Given text Block Start

Invented by BYUN; Inseop, LEE; Jeawoan

Patents can be hard to read, but they often hide new ideas that can change entire industries. One recent patent application describes a new type of battery with a special case design, promising better energy storage and safety. Let’s break it down so you can see why it matters.

Background and Market Context

Batteries are everywhere. They power your phone, your laptop, your car, and even your home if you use solar panels. As our world moves toward clean energy and electric vehicles, batteries have become more important than ever. The push is on for batteries that can last longer, stay safe, and pack more power into a small space.

Rechargeable batteries, called secondary batteries, are used in lots of devices, from small gadgets like cameras and smartwatches to big things like cars and home power storage systems. For electric cars and home batteries, it is especially important to squeeze as much energy as possible into every cell. This is called “energy density.” Higher energy density means you can drive farther on a charge, or your phone lasts longer between charges.

But there’s a problem. As batteries get used over and over, they sometimes start to swell or puff up. This can be dangerous and can damage the device they are in. Battery makers have tried many ways to stop or control this swelling, but it is still a big challenge, especially as energy density keeps climbing.

Right now, battery cases are often made from metals like aluminum or steel. Some have simple shapes, and others are more complex. A common design uses a “cup” shape, with a bottom, sides, and an open top, which is then sealed with a cover. This is true for many types of batteries, from small cells in electronics to big cells in electric cars.

As battery design has improved, manufacturers have focused on making cases thinner and lighter while still holding everything tightly inside. They also want to keep the battery safe if it swells. Most older designs put the extra space for swelling in places that don’t really help, like the sides, instead of where swelling really happens — usually in the thickness direction of the battery.

This new patent application looks at these problems head-on. It aims to use the extra space outside the battery in a smarter way, so when the battery swells, it doesn’t break the case or cause leaks. The goal is to use the space more wisely, which helps make batteries safer and lets them store more energy without getting bigger on the outside.

If this idea works, it could mean better batteries for everything from electric cars to portable electronics. It could help companies build products that last longer, are safer, and use energy more efficiently — all things that customers want and that help the planet, too.

Scientific Rationale and Prior Art

To understand why this patent is special, we need to look at how batteries are built and what problems exist with current designs.

A basic rechargeable battery has three main parts: the electrodes (where energy is stored), a separator (to keep things from touching that shouldn’t), and a case (to hold it all together and keep things safe). The electrodes are usually stacked or wound together, then put inside a metal case. The case is sealed up, sometimes with welding, to keep the chemicals inside.

Over time, as batteries charge and discharge, tiny chemical changes can make the battery swell a little. In some designs, this swelling pushes out on the case. If the case is not strong, or if there isn’t enough room for this swelling, the case can crack or the seals can fail. That’s why some batteries leave a little “surplus space” — extra room inside or just outside the case to soak up this swelling.

Most traditional battery cases are made by joining a body (the main cup) with a cover (a lid that closes the open end). Sometimes, a “flange” is formed at the joint — basically a ridge or lip where the two parts meet. In many old designs, this flange sticks out sideways, making the battery a little wider but not really helping with swelling in the direction where it actually occurs.

Given text Block End

Work request A = What metals does the battery patent article say battery cases are often made from?
Work request B = From the battery patent article, copy the passage starting with "Invented by BYUN;" and going on through "a small space.".

Record set Block Start

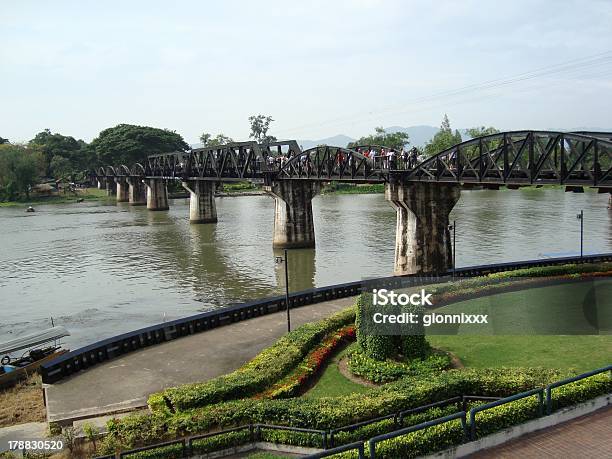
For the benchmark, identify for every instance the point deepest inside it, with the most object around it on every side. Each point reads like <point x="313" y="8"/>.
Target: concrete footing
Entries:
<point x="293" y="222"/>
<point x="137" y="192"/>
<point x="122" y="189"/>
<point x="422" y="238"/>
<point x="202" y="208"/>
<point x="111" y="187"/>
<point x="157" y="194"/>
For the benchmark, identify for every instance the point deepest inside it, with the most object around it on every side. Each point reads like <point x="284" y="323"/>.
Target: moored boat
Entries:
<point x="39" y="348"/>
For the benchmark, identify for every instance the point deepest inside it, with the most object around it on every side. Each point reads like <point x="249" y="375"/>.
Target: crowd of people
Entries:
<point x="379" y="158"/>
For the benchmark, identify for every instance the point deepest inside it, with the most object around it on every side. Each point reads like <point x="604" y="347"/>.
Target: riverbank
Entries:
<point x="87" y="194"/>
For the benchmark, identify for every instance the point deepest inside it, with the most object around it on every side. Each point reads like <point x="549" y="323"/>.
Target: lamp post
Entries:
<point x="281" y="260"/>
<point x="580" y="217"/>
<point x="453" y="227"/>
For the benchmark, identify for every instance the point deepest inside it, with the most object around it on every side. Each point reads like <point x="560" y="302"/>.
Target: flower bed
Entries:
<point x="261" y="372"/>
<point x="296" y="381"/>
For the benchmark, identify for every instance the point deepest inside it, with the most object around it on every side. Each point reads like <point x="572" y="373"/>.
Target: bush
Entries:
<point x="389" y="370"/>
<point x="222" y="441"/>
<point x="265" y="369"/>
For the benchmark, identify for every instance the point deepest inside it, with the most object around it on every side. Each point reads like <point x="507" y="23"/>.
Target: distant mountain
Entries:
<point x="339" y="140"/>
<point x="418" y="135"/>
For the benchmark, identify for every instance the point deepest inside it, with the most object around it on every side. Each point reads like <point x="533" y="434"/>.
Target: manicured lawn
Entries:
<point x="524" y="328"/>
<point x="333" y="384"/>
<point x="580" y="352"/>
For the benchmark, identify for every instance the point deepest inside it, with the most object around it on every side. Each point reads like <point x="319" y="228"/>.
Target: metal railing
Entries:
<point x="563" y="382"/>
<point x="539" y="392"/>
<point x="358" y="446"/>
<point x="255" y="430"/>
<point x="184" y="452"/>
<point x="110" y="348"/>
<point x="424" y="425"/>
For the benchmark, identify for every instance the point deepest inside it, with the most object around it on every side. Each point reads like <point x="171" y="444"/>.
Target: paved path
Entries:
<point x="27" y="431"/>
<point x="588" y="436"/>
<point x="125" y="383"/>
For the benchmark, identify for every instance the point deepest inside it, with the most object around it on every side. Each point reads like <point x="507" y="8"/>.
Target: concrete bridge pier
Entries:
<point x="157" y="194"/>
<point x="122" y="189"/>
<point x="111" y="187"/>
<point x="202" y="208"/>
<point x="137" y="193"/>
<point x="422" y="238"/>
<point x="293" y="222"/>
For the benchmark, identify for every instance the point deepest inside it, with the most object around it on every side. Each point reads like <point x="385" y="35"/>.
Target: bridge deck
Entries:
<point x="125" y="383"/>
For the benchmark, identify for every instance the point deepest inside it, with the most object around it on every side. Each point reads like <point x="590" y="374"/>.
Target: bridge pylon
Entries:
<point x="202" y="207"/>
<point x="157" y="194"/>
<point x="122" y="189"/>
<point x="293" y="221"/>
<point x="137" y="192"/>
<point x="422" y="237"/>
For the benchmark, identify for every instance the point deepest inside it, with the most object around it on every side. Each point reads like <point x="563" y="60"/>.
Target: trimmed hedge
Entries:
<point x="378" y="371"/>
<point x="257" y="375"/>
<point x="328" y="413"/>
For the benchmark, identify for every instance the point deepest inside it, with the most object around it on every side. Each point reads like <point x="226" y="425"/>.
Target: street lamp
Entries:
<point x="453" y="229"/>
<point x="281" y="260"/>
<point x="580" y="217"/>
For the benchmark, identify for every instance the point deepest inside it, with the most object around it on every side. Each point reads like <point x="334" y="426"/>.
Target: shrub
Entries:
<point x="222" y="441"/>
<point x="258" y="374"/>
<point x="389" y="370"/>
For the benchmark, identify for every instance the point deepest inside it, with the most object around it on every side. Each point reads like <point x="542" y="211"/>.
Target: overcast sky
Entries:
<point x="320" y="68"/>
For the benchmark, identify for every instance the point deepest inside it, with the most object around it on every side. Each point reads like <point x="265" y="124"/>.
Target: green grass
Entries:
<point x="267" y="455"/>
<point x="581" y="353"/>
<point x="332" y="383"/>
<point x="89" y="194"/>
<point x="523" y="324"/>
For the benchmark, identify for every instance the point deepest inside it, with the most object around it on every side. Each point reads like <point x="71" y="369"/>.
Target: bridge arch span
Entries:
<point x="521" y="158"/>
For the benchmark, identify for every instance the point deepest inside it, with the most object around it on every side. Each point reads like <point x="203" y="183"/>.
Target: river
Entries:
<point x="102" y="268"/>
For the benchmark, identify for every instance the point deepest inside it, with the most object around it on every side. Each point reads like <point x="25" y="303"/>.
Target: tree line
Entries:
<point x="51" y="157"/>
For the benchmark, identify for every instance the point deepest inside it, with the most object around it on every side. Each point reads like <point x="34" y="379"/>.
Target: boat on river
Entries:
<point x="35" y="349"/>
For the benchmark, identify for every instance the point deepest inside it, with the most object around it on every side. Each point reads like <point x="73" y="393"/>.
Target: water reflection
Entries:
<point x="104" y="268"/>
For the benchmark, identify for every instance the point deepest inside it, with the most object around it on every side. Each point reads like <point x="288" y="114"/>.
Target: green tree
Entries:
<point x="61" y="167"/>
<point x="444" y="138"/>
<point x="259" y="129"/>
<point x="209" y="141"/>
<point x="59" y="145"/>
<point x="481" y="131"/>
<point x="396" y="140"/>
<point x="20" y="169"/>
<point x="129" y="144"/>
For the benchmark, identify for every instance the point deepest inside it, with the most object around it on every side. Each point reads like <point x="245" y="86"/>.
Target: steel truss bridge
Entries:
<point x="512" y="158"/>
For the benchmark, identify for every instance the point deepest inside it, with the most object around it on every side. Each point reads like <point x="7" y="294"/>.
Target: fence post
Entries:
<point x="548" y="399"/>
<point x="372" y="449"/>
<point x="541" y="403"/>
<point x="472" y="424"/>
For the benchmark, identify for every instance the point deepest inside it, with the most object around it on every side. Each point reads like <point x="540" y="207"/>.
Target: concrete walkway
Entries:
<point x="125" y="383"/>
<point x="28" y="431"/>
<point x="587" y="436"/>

Record set Block End

Solution A = Aluminum or steel.

Solution B =
Invented by BYUN; Inseop, LEE; Jeawoan

Patents can be hard to read, but they often hide new ideas that can change entire industries. One recent patent application describes a new type of battery with a special case design, promising better energy storage and safety. Let’s break it down so you can see why it matters.

Background and Market Context

Batteries are everywhere. They power your phone, your laptop, your car, and even your home if you use solar panels. As our world moves toward clean energy and electric vehicles, batteries have become more important than ever. The push is on for batteries that can last longer, stay safe, and pack more power into a small space.